++++ Given records ++++

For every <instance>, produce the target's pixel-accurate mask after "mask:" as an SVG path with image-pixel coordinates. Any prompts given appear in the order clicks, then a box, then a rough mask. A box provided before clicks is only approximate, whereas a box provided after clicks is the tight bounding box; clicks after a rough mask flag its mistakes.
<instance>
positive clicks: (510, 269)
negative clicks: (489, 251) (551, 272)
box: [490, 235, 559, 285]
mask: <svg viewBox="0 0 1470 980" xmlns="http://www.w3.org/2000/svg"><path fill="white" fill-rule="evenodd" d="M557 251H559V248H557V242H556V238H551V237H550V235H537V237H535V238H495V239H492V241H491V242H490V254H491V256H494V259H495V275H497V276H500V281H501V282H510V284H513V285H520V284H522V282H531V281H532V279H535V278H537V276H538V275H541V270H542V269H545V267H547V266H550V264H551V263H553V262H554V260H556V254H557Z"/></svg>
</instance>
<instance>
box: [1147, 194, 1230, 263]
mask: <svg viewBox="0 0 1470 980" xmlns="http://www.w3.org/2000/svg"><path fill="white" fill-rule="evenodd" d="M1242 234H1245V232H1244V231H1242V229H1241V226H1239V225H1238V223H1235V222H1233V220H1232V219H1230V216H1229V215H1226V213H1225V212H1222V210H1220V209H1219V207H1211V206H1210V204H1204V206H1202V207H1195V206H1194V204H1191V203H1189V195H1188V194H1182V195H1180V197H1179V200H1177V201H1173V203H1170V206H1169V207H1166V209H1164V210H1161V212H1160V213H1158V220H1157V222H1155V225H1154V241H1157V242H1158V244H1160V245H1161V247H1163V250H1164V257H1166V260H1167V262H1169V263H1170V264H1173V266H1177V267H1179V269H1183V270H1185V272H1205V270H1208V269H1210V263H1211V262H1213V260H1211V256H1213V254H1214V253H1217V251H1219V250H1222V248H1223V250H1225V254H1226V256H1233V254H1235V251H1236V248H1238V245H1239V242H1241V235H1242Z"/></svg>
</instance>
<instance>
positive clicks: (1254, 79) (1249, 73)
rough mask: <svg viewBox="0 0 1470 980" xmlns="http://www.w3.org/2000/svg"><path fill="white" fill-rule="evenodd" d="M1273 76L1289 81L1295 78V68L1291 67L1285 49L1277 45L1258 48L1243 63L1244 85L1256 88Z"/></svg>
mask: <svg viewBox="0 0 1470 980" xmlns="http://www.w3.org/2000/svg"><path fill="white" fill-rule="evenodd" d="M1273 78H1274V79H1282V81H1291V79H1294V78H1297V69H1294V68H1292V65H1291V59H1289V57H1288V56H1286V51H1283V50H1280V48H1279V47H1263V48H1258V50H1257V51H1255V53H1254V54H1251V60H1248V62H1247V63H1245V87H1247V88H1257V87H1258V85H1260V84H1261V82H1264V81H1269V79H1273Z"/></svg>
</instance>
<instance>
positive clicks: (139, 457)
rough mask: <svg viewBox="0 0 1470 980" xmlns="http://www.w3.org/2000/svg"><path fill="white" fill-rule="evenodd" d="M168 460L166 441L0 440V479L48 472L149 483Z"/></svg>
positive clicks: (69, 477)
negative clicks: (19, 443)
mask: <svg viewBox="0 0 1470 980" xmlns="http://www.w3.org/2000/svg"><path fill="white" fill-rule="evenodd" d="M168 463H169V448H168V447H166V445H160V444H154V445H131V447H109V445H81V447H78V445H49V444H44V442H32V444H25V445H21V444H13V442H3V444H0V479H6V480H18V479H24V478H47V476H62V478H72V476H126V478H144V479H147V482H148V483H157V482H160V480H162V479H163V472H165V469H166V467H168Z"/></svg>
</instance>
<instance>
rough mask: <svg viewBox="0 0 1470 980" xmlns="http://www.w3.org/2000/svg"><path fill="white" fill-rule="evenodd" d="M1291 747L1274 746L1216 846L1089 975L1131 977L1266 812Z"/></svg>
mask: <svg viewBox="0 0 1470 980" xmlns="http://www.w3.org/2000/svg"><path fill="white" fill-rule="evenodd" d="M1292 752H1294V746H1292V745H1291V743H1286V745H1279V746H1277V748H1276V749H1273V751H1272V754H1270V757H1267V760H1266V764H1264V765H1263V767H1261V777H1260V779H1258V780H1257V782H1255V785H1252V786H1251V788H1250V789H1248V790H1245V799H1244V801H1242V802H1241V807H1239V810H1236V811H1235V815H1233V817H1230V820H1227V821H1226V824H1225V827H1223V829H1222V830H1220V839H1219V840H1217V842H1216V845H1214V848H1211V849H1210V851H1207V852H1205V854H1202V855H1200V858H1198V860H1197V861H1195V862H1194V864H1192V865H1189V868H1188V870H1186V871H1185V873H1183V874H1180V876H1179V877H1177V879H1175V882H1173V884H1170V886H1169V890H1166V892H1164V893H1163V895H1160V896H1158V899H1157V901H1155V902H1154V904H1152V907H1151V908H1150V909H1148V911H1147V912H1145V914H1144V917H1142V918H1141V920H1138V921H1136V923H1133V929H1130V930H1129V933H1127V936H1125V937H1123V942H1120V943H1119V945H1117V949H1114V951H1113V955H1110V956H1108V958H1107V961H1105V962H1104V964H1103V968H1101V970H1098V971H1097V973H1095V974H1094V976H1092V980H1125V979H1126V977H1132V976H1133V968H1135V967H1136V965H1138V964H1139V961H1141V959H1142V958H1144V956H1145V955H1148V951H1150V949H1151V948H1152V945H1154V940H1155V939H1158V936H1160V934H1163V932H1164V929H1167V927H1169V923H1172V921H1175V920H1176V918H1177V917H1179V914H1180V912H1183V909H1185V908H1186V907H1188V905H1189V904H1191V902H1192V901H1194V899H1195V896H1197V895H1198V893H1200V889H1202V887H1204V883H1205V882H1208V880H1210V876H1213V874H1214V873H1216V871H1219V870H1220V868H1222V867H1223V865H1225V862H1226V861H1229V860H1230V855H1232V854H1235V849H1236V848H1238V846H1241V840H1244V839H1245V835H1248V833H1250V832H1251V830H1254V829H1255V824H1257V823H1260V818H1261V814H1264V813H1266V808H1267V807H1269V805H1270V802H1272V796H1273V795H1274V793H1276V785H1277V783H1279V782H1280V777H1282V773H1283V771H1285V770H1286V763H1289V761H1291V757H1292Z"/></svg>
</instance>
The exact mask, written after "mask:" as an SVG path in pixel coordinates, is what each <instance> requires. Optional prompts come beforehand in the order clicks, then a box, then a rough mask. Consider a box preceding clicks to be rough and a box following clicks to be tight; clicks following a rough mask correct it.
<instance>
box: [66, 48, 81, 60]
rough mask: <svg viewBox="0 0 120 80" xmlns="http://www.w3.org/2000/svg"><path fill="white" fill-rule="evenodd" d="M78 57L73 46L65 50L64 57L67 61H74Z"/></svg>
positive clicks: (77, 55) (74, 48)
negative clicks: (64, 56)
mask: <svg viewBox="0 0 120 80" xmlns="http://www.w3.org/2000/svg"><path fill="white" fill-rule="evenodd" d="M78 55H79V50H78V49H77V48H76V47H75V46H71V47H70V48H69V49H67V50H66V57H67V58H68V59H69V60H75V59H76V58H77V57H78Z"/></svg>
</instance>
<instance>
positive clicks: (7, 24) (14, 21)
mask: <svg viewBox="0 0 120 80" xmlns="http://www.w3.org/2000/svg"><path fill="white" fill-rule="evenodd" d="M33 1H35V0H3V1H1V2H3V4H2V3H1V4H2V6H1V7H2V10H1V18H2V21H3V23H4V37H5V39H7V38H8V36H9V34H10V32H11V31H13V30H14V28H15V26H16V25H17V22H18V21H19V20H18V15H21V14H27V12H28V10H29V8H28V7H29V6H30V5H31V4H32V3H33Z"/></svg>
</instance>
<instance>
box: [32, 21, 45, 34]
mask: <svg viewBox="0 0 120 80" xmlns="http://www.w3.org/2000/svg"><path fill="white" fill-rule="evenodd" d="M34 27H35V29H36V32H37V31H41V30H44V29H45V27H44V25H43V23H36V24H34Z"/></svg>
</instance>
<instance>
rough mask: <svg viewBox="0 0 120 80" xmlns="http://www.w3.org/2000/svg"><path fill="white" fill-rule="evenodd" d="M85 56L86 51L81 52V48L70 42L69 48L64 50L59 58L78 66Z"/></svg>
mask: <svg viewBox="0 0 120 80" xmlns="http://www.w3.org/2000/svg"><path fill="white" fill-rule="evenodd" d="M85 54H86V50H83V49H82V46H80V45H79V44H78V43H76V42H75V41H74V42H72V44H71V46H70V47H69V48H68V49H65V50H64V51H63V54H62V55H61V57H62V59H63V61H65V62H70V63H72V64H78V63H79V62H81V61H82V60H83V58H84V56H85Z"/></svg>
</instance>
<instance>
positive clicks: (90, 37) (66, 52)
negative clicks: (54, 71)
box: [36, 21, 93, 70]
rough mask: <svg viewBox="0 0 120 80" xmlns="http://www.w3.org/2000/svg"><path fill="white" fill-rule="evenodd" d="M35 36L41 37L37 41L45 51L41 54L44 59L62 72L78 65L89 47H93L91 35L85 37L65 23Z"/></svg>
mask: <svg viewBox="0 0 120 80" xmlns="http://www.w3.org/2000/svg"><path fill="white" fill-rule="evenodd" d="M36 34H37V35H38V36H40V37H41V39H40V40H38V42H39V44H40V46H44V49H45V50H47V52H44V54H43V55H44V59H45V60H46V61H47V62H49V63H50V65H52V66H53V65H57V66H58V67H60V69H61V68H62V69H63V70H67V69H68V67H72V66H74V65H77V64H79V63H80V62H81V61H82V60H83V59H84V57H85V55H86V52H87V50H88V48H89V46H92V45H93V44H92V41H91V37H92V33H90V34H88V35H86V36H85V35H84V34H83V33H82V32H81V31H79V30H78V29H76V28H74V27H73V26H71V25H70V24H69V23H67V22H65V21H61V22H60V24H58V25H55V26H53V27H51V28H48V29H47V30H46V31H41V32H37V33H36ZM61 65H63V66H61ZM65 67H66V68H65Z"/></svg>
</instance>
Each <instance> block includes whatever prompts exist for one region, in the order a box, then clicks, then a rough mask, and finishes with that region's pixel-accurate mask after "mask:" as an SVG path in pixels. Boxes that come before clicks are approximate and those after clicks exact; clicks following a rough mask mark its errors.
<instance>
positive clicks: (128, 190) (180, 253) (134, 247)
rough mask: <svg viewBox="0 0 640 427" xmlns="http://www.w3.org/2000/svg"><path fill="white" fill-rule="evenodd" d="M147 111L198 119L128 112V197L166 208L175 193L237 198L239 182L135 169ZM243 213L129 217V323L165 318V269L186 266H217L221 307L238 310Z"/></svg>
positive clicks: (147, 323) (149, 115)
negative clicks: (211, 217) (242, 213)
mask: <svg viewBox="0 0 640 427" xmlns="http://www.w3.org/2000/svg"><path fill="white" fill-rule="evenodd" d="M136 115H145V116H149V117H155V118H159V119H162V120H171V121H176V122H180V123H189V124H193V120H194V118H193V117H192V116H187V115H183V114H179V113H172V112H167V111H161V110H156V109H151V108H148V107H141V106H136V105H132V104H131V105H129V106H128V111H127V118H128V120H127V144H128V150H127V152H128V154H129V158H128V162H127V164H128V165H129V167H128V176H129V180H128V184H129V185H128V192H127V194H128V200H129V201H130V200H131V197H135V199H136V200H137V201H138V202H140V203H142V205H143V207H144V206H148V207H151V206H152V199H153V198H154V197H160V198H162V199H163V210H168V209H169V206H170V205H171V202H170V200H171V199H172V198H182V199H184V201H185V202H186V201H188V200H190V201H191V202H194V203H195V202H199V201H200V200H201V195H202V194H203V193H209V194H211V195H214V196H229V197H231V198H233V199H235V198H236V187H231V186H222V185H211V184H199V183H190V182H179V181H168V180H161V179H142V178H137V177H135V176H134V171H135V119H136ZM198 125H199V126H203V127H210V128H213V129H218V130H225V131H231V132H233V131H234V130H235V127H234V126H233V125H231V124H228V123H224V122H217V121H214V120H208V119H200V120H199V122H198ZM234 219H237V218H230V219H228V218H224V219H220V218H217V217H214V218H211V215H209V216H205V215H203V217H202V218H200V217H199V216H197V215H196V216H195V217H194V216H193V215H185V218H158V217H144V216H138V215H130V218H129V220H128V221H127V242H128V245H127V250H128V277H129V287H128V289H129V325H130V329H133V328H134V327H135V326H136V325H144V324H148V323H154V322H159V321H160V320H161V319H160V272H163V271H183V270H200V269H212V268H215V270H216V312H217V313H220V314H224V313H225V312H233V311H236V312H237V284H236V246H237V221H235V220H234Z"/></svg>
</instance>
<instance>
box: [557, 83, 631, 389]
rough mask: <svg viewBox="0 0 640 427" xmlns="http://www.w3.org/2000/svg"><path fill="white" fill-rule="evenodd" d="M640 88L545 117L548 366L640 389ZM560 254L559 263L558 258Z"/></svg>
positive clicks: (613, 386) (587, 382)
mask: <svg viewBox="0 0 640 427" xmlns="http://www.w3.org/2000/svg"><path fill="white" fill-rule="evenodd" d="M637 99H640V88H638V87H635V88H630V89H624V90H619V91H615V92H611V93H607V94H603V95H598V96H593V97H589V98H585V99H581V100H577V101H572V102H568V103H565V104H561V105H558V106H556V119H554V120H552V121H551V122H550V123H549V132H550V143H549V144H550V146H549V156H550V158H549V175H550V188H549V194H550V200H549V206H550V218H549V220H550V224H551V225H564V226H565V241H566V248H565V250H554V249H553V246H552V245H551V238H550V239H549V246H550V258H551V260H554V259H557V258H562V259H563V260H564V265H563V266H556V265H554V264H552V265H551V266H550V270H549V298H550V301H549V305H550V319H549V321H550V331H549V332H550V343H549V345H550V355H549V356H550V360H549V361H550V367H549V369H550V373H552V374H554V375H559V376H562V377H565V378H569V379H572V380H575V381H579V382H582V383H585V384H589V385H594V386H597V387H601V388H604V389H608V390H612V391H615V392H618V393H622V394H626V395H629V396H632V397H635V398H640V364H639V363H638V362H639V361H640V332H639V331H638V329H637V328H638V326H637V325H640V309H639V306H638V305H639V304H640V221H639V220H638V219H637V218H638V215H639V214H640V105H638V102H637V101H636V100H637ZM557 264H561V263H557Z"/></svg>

++++

§ **To do**:
Edit the rows from the first line through the line containing "positive clicks: (510, 269)", replacing "rough mask" with "coarse mask" and leaving everything else unchanged.

§ **Result of the task**:
For every <instance>, produce the target's pixel-accurate mask after "mask:" as an SVG path with image-pixel coordinates. Any prompts given appear in the order clicks, then a box, then a coarse mask. A box provided before clicks is only approximate, whereas a box provided after clicks is the tight bounding box; clicks after a coarse mask flag its mistakes.
<instance>
positive clicks: (510, 269)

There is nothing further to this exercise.